Passage shown →
BEGIN

# 4x4 slash!!!!! coming soon



## Mike D. (Mar 4, 2009)

what ya'll think?????????????:thumbsup:


----------



## newbie2 (Mar 31, 2006)

why not just electrify the slayer...wouldn't be hard to do being it is just a revo chassis. that wud be a good project for u this winter Mike...


----------



## Mike D. (Mar 4, 2009)

no more projects for me, have enough projects now...lol


----------



## fstrnu (Jan 19, 2009)

It will make a great addition to my stable! I will wait till I can get a stripped one off ebay though.


----------



## jgullo53 (Jun 26, 2008)

i was hoping back when the slash first came out there would b a 4x4 version, but traxxas had to make their money off of the 2wd version first...


----------



## rednekdirtoval (Jun 7, 2008)

inferno, you can't drive in a circle, you need more than a 4x4, you Yankee Rednek!!!! :tongue:


----------



## slashman (Sep 5, 2008)

Any idea when it might be out & for how much? I'm guessing around the high $300 range if not low $400. It sure does look like a nice truck.


----------



## rustytraxx (May 18, 2009)

sometime in Dec.Sugg retail is $399 so probably $450 ...LOL


----------



## Mike D. (Mar 4, 2009)

maxxgullo said:


> i was hoping back when the slash first came out there would b a 4x4 version, but traxxas had to make their money off of the 2wd version first...


could not agree with you more!!:thumbsup:


----------



## Mike D. (Mar 4, 2009)

END

Required work → Write out the forum thread from the words "inferno, you can't" through "a nice truck.", swapping "truck" for "rig". None of the material has any bearing on this.

Record list →

BEGIN

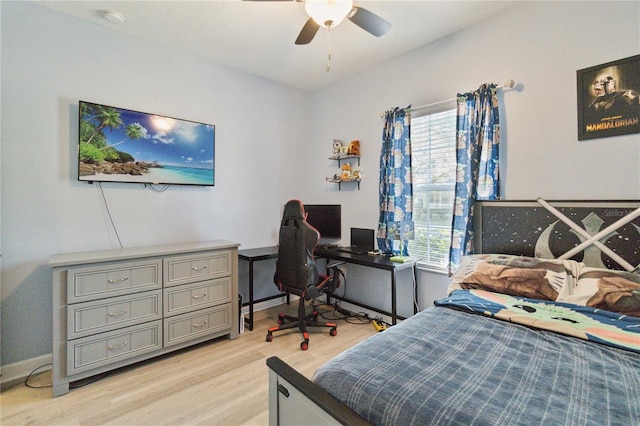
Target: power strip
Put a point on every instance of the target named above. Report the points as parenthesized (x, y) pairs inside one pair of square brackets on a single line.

END
BEGIN

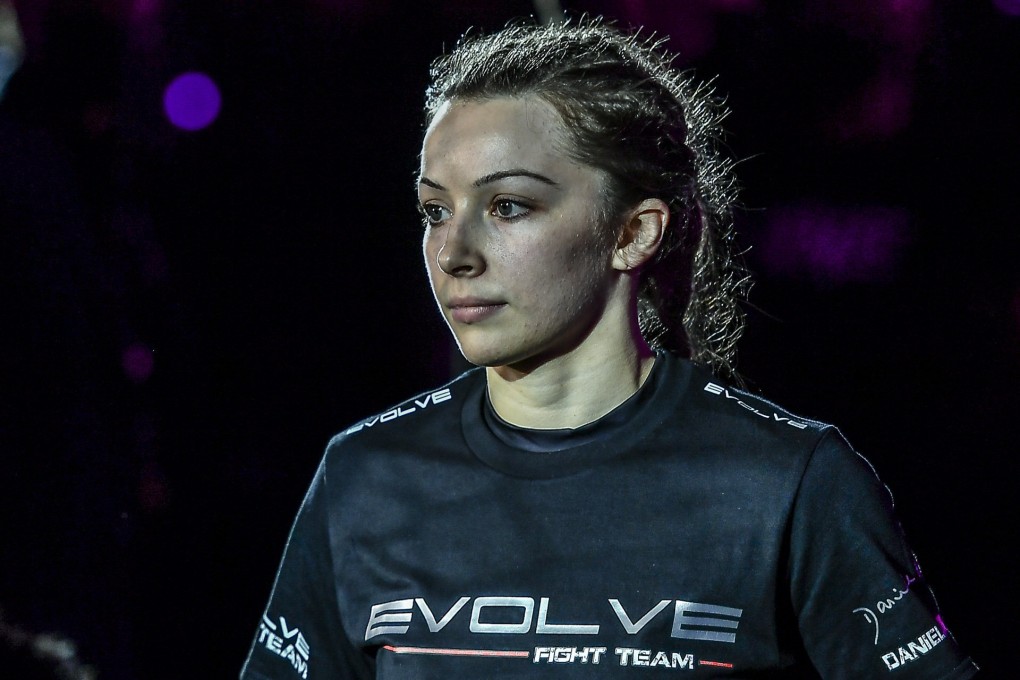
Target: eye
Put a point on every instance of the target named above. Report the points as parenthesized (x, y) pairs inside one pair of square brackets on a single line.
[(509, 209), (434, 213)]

END

Exercise output →
inferno, you can't drive in a circle, you need more than a 4x4, you Yankee Rednek!!!! :tongue:


----------



## slashman (Sep 5, 2008)

Any idea when it might be out & for how much? I'm guessing around the high $300 range if not low $400. It sure does look like a nice rig.